• _THE PROBLEM_:
Convert the lines of the records below, starting at the line that contains "Could you indicate the pine" and ending at the line that contains "Could you indicate the bush", into a JSON list of strings with one string per line. Include both end lines and skip any blank lines.

• _PROVIDED DATA_:

================

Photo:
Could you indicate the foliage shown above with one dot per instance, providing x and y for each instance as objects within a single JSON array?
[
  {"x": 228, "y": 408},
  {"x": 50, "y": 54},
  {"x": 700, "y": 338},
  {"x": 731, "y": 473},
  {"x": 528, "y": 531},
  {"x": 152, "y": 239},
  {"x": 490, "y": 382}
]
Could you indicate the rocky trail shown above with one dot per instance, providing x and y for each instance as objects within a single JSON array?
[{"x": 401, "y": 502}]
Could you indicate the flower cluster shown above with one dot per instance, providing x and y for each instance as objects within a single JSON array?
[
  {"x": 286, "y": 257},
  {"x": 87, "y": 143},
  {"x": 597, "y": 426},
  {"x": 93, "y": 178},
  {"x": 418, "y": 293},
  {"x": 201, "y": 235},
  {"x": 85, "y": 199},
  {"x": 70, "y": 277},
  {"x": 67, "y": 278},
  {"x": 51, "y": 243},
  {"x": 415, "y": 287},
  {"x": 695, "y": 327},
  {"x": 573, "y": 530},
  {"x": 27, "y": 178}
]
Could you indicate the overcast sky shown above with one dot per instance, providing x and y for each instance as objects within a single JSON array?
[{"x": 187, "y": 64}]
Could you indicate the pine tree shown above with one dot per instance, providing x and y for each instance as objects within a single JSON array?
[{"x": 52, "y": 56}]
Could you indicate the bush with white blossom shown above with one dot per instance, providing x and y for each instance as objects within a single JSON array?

================

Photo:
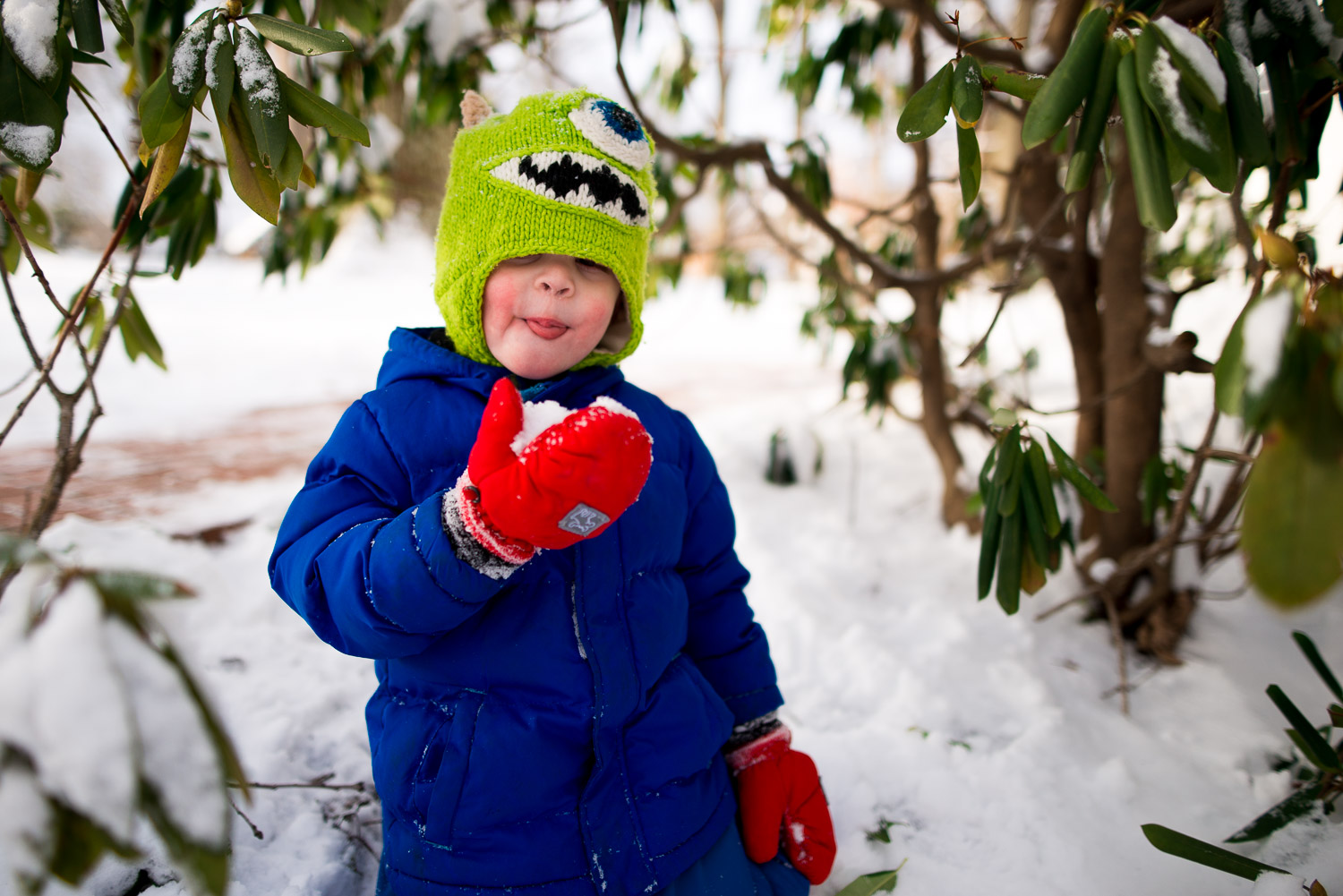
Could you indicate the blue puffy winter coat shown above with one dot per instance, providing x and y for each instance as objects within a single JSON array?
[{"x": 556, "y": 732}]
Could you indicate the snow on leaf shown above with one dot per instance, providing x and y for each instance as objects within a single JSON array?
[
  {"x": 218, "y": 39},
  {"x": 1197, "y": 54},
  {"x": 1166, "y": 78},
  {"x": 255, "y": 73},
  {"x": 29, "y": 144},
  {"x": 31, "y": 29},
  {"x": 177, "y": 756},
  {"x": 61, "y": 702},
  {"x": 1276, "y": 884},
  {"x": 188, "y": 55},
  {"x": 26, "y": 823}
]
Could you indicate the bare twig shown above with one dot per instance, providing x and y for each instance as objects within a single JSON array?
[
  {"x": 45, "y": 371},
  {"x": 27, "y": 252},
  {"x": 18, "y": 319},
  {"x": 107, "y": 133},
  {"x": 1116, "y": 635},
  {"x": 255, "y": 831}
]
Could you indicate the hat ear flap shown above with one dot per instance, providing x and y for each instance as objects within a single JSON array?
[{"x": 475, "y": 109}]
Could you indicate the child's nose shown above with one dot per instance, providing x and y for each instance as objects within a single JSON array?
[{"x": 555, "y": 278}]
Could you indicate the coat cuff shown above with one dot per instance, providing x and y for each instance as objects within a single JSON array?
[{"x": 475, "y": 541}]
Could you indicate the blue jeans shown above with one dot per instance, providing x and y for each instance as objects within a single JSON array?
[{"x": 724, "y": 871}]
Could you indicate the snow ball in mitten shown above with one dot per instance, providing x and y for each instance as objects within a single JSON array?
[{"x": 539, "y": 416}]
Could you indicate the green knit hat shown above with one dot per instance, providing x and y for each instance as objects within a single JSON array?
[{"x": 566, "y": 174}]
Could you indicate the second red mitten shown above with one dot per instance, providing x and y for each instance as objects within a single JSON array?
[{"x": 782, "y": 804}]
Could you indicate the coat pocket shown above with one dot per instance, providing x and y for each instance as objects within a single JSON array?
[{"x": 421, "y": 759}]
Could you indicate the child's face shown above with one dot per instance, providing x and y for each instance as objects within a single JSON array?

================

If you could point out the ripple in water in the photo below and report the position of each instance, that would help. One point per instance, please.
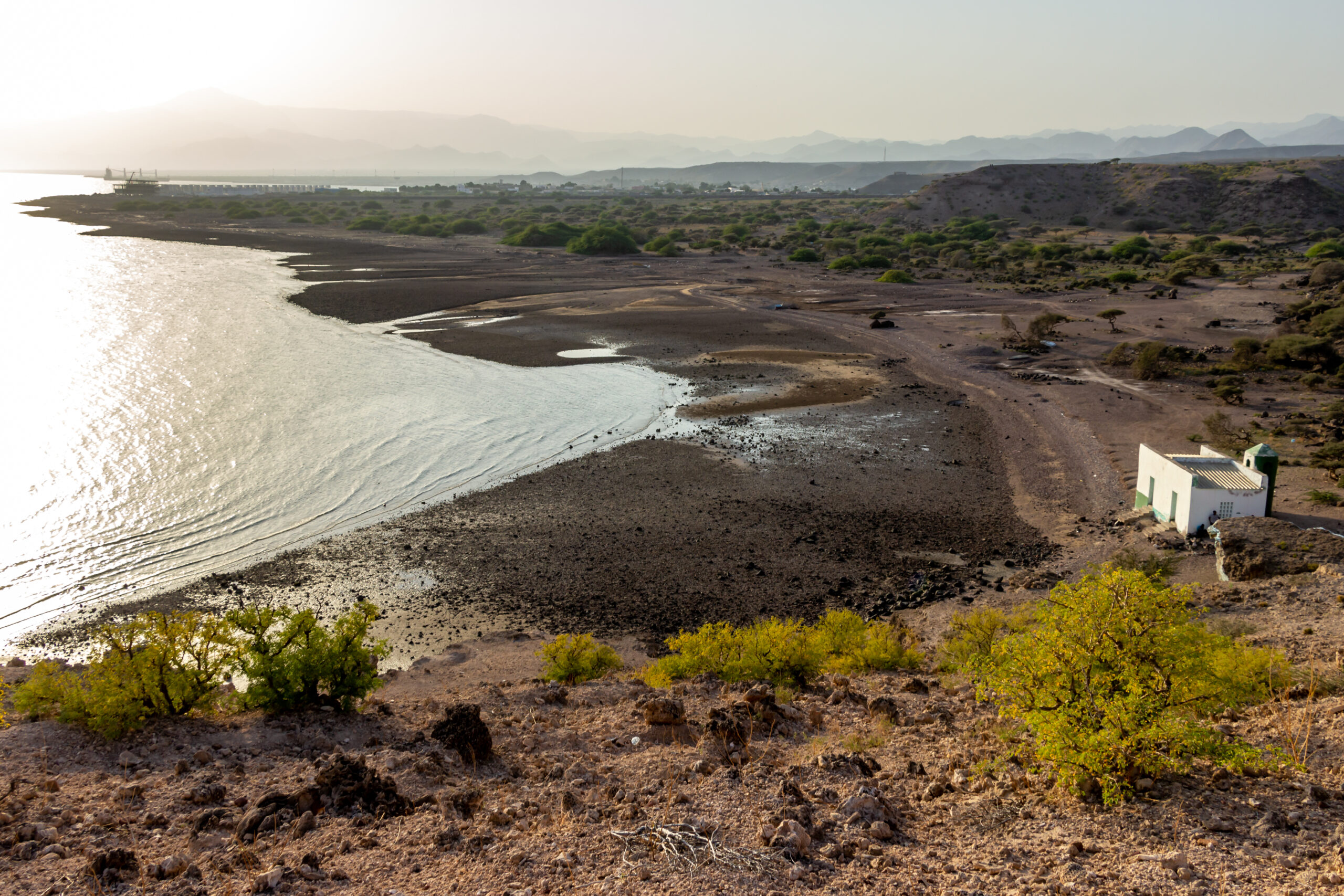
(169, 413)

================

• _OUTPUT_:
[
  "Could you indicate the pine tree shown above with one dot per instance, providing x and y for each instance as objects within a single JSON array?",
  "[{\"x\": 52, \"y\": 56}]",
  "Could you indicate the bush with white blossom shown above with one dot per instance, providing x and y for each instance as objects within a single JSON array?"
]